Listing excerpted from a collection
[start]

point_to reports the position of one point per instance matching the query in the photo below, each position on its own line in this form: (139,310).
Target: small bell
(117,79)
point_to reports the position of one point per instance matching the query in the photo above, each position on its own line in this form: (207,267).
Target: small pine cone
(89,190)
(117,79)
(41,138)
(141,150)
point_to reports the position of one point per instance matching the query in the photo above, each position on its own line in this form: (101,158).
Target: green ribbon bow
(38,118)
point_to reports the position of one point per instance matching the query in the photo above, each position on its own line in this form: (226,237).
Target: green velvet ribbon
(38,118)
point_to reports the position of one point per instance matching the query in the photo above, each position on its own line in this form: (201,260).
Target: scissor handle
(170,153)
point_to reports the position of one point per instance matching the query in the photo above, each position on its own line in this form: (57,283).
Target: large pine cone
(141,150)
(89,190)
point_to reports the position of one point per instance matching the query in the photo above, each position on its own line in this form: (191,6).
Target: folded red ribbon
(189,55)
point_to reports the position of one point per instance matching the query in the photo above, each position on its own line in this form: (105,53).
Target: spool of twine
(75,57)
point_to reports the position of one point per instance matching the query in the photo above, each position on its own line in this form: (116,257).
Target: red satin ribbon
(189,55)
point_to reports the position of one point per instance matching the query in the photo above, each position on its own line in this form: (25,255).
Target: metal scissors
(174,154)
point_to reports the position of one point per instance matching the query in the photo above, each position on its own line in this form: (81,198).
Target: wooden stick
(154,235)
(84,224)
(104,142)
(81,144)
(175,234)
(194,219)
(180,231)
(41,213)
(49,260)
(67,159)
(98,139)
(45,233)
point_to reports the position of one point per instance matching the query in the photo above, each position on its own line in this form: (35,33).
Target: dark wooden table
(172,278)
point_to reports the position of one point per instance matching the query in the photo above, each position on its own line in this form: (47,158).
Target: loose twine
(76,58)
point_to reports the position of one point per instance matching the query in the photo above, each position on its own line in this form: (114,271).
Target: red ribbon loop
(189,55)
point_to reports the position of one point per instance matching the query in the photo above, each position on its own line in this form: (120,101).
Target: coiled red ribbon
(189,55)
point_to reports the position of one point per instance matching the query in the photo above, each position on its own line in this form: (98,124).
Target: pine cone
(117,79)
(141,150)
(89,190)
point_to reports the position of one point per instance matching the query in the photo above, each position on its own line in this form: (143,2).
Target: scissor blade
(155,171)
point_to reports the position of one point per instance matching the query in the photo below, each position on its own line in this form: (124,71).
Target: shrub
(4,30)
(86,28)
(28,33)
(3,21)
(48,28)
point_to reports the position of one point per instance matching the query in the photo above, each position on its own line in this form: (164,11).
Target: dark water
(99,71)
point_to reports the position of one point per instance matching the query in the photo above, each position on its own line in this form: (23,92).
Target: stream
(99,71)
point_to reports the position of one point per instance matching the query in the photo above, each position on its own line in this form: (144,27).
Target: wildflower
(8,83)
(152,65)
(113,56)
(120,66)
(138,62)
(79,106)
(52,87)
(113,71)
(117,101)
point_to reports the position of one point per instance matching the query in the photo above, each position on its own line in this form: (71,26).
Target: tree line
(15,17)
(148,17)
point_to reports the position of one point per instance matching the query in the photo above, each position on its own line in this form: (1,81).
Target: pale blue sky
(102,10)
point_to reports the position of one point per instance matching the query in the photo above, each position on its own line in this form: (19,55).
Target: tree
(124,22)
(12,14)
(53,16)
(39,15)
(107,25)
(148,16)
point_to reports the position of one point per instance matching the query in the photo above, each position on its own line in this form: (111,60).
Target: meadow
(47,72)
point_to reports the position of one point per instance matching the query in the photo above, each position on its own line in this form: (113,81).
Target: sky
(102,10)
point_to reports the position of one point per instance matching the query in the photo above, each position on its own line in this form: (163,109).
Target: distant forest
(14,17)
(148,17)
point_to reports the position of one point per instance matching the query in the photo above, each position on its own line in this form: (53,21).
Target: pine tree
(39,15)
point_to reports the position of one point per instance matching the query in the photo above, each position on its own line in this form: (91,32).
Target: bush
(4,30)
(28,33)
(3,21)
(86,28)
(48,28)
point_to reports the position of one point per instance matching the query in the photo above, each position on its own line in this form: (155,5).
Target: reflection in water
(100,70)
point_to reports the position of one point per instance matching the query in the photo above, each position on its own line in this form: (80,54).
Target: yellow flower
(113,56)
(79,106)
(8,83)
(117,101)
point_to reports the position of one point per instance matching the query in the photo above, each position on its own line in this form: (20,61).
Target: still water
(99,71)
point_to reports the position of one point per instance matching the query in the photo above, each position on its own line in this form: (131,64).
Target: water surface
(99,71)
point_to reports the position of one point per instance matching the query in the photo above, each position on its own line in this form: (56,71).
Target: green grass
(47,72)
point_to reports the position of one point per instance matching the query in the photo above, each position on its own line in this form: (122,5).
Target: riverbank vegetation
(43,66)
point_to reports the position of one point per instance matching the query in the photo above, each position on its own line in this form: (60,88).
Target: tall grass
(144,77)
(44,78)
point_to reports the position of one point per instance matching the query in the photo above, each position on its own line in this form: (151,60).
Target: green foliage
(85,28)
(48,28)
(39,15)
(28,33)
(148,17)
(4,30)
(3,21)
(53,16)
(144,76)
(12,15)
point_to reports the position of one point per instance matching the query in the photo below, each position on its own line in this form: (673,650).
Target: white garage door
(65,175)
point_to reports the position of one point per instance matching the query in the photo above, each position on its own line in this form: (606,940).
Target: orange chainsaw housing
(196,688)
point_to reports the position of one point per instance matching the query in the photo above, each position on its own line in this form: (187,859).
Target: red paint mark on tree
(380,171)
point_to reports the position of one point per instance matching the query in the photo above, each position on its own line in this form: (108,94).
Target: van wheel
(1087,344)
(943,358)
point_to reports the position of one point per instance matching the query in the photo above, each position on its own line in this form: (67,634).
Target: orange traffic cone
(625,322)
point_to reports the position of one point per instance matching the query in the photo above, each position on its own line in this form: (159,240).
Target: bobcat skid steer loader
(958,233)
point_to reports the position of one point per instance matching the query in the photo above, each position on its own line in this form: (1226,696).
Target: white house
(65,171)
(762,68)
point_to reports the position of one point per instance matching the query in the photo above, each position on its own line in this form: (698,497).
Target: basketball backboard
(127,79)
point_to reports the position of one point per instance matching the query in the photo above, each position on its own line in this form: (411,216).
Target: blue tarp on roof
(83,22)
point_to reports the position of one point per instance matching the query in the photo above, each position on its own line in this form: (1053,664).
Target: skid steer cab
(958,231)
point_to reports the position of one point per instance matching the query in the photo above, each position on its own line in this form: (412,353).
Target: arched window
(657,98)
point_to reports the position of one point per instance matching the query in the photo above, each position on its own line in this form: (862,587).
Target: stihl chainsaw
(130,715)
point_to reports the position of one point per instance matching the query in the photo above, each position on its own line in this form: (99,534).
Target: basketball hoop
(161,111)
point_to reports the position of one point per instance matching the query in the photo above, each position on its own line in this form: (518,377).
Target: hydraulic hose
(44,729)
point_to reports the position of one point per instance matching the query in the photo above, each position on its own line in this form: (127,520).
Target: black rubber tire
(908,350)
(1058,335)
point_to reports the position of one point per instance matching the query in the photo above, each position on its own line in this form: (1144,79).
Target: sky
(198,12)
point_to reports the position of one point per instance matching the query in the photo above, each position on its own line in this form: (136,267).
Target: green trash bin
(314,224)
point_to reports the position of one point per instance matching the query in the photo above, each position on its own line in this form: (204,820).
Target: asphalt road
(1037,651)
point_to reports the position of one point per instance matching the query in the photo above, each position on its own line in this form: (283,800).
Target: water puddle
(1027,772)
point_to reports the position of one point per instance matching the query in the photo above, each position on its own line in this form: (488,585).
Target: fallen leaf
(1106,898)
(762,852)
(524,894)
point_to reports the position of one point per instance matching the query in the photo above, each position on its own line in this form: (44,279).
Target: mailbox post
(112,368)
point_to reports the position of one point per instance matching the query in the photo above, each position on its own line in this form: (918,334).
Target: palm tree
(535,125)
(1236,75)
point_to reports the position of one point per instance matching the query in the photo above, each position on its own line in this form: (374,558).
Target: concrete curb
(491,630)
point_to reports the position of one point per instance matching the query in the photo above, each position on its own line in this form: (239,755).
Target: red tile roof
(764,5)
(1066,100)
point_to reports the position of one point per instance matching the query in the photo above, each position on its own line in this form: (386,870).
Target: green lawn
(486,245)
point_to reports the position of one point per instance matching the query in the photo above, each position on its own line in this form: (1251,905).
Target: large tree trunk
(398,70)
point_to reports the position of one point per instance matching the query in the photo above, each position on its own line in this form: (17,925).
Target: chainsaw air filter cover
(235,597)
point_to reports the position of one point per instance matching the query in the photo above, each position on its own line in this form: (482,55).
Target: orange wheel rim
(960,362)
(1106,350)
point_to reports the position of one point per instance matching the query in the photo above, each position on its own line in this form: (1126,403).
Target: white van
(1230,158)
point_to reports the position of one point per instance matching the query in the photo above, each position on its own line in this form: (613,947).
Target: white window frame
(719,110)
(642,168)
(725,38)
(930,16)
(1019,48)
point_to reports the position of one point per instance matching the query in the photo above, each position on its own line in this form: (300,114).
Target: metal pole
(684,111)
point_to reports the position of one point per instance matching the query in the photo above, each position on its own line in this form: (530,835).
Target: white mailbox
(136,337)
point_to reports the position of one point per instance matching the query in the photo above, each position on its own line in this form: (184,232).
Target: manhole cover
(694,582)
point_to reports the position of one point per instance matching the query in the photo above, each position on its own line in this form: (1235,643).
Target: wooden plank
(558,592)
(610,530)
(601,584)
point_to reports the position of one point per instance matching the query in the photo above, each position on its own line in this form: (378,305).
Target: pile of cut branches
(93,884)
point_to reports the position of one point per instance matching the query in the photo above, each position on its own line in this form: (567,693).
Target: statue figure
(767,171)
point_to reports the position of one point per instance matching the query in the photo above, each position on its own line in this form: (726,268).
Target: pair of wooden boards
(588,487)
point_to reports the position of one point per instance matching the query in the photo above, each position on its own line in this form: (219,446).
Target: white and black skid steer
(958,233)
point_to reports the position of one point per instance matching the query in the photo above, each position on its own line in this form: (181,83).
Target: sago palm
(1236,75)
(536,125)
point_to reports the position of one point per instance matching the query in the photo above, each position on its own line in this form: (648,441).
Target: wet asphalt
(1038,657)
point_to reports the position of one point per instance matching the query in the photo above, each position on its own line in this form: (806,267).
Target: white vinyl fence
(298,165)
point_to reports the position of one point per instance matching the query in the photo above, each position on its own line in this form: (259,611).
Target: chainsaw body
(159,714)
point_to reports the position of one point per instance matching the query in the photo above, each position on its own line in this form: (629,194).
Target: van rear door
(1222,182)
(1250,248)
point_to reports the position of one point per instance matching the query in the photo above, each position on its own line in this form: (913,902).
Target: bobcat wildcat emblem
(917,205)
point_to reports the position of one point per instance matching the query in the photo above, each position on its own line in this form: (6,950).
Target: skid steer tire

[end]

**What the task asks:** Copy out everything in the listing above, from the line containing "this form: (6,950)." through the end of the listing.

**The reply:**
point_to reports the position of one point per instance matching the query in the photo above, each position on its own line in this form: (6,950).
Target: skid steer tire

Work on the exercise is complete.